Text section –

- - -

Guest comment: On pain, courage and moving forward

There is a good reason we tell and retell our stories

Joe Wills

The new year has brought out a lot of sentiment to move on and not look back. “It’s a new day,” some people say about Washington, D.C., or about the vaccine. “Looking forward” is a reassuring phrase and truly a helpful thing; when you’re feeling sick on a boat at sea, one remedy is to get your face in the wind and gaze in the direction the boat is headed.

Looking backward is not viewed so highly. The root of the word nostalgia means sickness from wanting to return home. In Genesis, Lot’s wife is turned into a pillar of salt for looking back at the devastation of Sodom, the city her family had left behind.

So it is confusing and unsettling when, after a terrible event, your mind goes back to it again and again. Like many Camp Fire survivors, for instance, I go back to Nov. 8, 2018. It is almost as if your mind is being cruel, bringing you to the same moment in time over and over.

I have found, however, receiving and providing therapy, that painful recurring memories also come with an invitation. They can be a story to tell. If that sounds easy or simple, then you are not thinking of an incident you wish had never happened. Something you have longed to forget.

- - -

Stored data entries:
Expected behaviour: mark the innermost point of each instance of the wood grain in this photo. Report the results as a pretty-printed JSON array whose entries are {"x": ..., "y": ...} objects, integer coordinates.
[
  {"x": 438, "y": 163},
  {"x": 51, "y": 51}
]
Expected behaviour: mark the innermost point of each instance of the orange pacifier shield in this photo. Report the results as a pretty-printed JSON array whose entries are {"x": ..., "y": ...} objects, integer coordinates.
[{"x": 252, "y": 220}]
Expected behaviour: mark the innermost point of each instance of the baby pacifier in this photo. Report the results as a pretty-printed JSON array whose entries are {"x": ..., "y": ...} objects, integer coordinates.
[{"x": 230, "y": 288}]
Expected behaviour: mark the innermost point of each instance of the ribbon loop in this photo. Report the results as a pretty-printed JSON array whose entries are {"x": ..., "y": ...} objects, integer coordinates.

- - -

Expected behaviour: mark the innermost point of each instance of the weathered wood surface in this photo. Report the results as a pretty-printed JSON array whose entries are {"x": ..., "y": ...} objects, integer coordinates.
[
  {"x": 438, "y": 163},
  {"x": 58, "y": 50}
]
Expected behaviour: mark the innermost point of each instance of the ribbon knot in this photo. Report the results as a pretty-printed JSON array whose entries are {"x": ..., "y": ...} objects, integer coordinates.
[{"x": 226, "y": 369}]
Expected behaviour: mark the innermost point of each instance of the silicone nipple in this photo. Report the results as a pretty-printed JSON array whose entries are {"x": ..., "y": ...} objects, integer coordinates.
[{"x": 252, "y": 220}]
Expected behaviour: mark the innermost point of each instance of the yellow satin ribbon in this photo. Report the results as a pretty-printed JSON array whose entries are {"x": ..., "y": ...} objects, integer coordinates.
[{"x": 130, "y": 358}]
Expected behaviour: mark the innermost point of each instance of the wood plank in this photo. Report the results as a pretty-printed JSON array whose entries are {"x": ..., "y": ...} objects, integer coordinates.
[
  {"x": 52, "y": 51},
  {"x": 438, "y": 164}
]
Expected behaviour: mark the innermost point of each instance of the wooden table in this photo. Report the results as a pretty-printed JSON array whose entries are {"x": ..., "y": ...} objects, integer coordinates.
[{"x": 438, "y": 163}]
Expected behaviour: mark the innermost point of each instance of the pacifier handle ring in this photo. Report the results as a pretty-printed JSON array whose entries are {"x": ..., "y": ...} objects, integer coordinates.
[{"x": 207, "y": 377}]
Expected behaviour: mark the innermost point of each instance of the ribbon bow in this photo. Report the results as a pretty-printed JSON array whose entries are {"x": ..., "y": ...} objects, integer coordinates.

- - -

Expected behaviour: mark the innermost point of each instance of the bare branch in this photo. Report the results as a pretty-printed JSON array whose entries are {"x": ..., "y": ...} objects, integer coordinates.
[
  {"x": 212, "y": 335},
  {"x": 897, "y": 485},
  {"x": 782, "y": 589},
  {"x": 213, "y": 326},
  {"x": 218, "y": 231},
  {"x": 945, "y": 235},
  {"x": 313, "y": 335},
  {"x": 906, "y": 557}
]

- - -

Tasks to carry out –
[1] Answer these questions from the guest comment on pain and moving forward, one answer per line:
(a) What remedy for feeling sick on a boat at sea does it mention?
(b) What does it say the root of the word nostalgia means?
(c) What date does the writer go back to?
[2] Decide whether each statement agrees with the guest comment on pain and moving forward. Answer yes or no, and quote the words that decide it.
(a) Lot's wife is turned into a pillar of salt.
(b) The writer presents turning a painful memory into a story as easy.
(c) The writer has both received and provided therapy.
[3] Pick up the guest comment on pain and moving forward after its final sentence and continue writing it.
None of the data is needed here.

Outputs by task –
[1]
(a) Getting your face in the wind and gazing in the direction the boat is headed.
(b) Sickness from wanting to return home.
(c) Nov. 8, 2018.

[2]
(a) Yes: "Lot’s wife is turned into a pillar of salt for looking back at the devastation of Sodom"
(b) No: "If that sounds easy or simple, then you are not thinking of an incident you wish had never happened."
(c) Yes: "receiving and providing therapy"

[3]
So it is with courage you tell someone what happened. And then you tell someone again. With repetition, the story loses some of its sting. You may also find that it, naturally, seems different. You can’t step into the same river twice, the old saying goes. The details may be the same, but your sense of the story, the meaning of it, isn’t. You may like the changes, or not, but the feeling of being stuck with an awful, unchangeable memory is gone.

By going back to what is painful, you get to move forward. It sounds counterintuitive, but that’s how I’ve found life is sometimes. To let the arrow fly, you have to pull back the bowstring first.

The author is a psychotherapist and writer in Chico.